(TASK DATA)
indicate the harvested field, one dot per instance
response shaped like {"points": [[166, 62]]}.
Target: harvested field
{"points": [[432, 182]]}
--
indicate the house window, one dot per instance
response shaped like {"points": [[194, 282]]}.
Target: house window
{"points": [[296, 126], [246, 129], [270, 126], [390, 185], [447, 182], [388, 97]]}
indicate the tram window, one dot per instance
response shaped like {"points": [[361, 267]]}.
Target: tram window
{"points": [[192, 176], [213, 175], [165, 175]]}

(WHAT YOU NEED TO DO)
After going through the entries, say how many lines contain the string "instance". Nothing else belongs in the reply.

(ANSWER BOX)
3